* **SHORT EXERCISE 1**: In the forum thread about dial-up setup with wvdial, rewrite the paragraph beginning "These instructions should work with external serial modems" more briefly, keeping its main facts.
* **SHORT EXERCISE 2**: Repeat the passage of the wvdial forum thread between "Okay, but what" and "at the console.", inclusive.
* **SHORT EXERCISE 3**: Write what comes next in the forum thread about getting wvdial running from a Gentoo live CD, picking up after its final line.

* **TEXT PASSAGE**:
These instructions should work with external serial modems.  If you've got a Linmodem, you'll have to go to that site posted above and find instructions on how to set it up.  Once you get it set up, you can change the "Modem =" line in /etc/wvdial.conf to point to whatever the linmodem device is.

----------

## supreme_geek_overlord

Okay, but what LiveCD are you talking about. I only have Basic. Is it on like 2 or something?

----------

## X

Something like this is what I meant by live cd: (I ordered my originals from the gentoo store.)

http://www.ibiblio.org/pub/Linux/distributions/gentoo/releases/x86/1.4/livecd/

It's what I burn to CD and use to install gentoo on all these machines people leave lying around my university's campus.

But the true test is just booting from whatever you're using to install gentoo and testing if wvdial exists, by typing "wvdial" at the console.

----------

## supreme_geek_overlord

I know what you mean by a live cd, but there are three different ones. There is the Basic LiveCD (the one I have), the CD1 LiveCD, and the CD2 LiveCD. I am guessing, though, that you wouldn't know, because if you have one that you run around installing it on campus comptuers, it is probably CD1 and/or CD2.

----------

## klieber

 *supreme_geek_overlord wrote:*   

> I know what you mean by a live cd, but there are three different ones. 

 

Basic should work.  It's the one I've always used.  

Also, this post is a bit dated, but may still prove useful to you.

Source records

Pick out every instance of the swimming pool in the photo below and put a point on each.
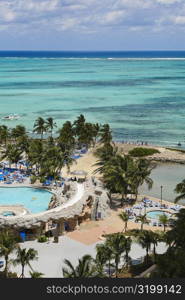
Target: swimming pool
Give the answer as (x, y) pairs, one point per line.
(34, 200)
(155, 214)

* **EXPECTED ANSWER 1**: The instructions suit external serial modems. Linmodem users must first follow the setup instructions on the previously posted site, then edit the "Modem =" line in /etc/wvdial.conf to point to the linmodem device.

* **EXPECTED ANSWER 2**:
Okay, but what LiveCD are you talking about. I only have Basic. Is it on like 2 or something?

----------

## X

Something like this is what I meant by live cd: (I ordered my originals from the gentoo store.)

http://www.ibiblio.org/pub/Linux/distributions/gentoo/releases/x86/1.4/livecd/

It's what I burn to CD and use to install gentoo on all these machines people leave lying around my university's campus.

But the true test is just booting from whatever you're using to install gentoo and testing if wvdial exists, by typing "wvdial" at the console.

* **EXPECTED ANSWER 3**:
--kurt

----------

## NeddySeagoon

[supreme_geek_overlord *Quote:*   

> So what you're saying is when I try to access an internet resource, Gentoo will automatically go to my modem and connect to my ISP for me? I'm pretty sure it doesn't. What I was getting at was not that it is a WinModem, but the fact that it doesn't say anything about how to configure the modem in the documentation, and if someone could tell me how to.
> 
> I'm a Linux n00b. So shoot me.

 

The easy bit first - nobody here is going to shoot you for being  a n00b. We were all there once.

The point I was trying to make is that for modems, you don't have to do anything special in the kernel. You do have to tell the system where to find your modem, the phone number to dial and your user name and password. I was also trying to encorage you to post some info on your WinModem, so that you could maybe turn it into a LinModem. You will have to build a new kernel module for that but it saves you getting a new modem.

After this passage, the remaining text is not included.